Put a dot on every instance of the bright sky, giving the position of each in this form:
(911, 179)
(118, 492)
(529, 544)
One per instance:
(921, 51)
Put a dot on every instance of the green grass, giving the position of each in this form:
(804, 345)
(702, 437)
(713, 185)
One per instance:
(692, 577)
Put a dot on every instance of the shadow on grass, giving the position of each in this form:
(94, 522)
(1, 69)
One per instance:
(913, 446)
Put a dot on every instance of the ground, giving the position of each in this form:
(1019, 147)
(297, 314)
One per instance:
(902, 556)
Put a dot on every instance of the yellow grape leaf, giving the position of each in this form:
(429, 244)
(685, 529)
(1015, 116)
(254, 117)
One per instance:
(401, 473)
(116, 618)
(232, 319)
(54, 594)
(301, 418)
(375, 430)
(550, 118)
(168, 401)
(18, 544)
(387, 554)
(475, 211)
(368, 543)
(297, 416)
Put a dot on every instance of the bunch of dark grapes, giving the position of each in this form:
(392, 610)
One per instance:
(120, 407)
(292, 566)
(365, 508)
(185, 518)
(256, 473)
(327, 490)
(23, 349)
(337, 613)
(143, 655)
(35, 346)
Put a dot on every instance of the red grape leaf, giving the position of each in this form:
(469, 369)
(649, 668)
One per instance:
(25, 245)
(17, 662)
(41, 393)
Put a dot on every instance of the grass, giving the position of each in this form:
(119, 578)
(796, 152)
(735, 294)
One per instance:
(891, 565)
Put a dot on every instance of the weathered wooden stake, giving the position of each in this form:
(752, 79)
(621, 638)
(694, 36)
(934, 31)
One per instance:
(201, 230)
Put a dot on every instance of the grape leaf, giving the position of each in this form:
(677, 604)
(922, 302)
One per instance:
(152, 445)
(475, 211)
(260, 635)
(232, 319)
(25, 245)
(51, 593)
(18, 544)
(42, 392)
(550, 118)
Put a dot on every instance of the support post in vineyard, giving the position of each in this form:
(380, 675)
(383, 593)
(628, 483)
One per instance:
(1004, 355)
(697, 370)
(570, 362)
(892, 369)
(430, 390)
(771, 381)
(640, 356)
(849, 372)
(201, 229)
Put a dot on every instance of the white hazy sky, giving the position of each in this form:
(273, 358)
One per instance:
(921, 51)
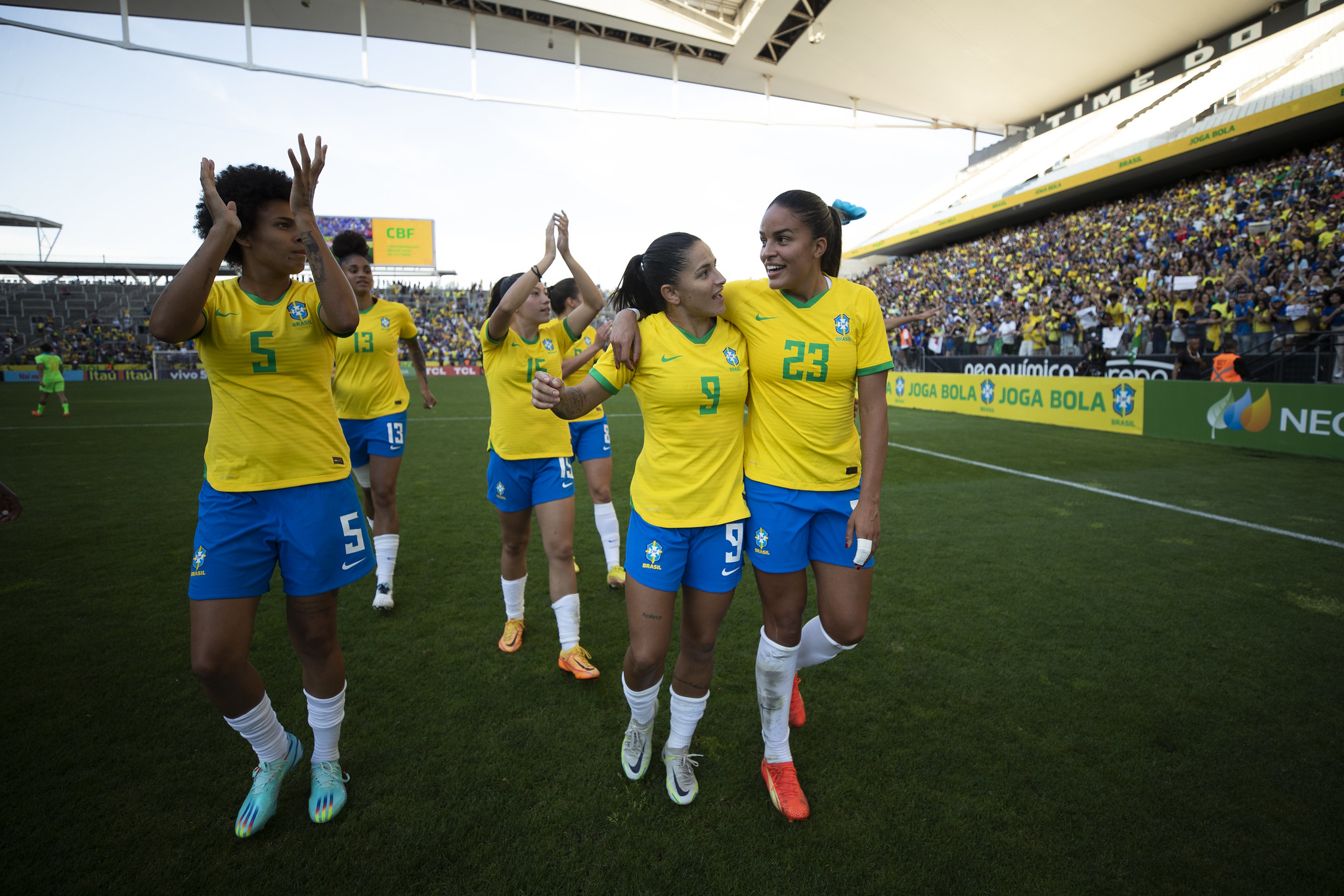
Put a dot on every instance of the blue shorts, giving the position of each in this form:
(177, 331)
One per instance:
(792, 527)
(518, 485)
(590, 440)
(316, 532)
(382, 436)
(707, 558)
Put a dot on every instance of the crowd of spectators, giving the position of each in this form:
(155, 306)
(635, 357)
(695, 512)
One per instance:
(1249, 257)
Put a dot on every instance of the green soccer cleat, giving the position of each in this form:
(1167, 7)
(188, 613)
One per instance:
(261, 800)
(328, 796)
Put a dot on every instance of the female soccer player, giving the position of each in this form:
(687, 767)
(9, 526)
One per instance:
(49, 364)
(530, 456)
(589, 436)
(371, 400)
(277, 469)
(689, 516)
(811, 336)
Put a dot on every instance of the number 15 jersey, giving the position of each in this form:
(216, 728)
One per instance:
(273, 423)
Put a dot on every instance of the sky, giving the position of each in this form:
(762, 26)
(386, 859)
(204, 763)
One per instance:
(109, 141)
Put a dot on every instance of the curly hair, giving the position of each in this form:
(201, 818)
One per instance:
(249, 187)
(350, 242)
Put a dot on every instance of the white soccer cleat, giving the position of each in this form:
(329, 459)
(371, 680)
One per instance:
(638, 747)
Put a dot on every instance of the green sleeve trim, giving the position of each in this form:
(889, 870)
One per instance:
(875, 368)
(605, 383)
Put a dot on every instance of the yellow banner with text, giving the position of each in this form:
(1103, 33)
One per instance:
(1085, 402)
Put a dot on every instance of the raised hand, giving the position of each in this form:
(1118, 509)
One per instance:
(546, 390)
(562, 226)
(223, 215)
(305, 175)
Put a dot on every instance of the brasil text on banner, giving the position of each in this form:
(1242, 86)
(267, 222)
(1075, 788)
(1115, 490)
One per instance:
(1086, 402)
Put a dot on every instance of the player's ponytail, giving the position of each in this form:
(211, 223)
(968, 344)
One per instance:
(821, 221)
(645, 274)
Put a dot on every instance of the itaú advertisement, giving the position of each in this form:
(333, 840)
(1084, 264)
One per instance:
(1085, 402)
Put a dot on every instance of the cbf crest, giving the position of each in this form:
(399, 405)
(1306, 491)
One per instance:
(1123, 399)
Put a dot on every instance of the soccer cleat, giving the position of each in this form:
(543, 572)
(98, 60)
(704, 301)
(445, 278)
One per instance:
(512, 637)
(261, 800)
(781, 779)
(578, 662)
(797, 715)
(638, 747)
(328, 794)
(682, 784)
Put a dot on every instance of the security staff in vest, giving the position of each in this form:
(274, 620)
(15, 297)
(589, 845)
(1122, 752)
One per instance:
(1228, 366)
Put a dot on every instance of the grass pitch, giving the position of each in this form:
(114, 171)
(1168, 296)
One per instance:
------------------------------------------------------------------------
Include both ends. Return the line holding "Put a dot on every instance of the soccer" and all lines after it in the records above, exactly as written.

Put a dot on every instance of the soccer cleat, giving the position of each in this form:
(543, 572)
(98, 60)
(704, 301)
(445, 278)
One per instance:
(512, 637)
(261, 800)
(781, 779)
(578, 662)
(797, 715)
(638, 747)
(328, 794)
(682, 784)
Put a dot on every instance of the security staff in vest, giving the position of each in this form:
(274, 620)
(15, 297)
(589, 845)
(1122, 752)
One per instance:
(1228, 366)
Put a dot on every instance of the grass pitch, giving the position of each in this form:
(114, 171)
(1168, 296)
One per instance:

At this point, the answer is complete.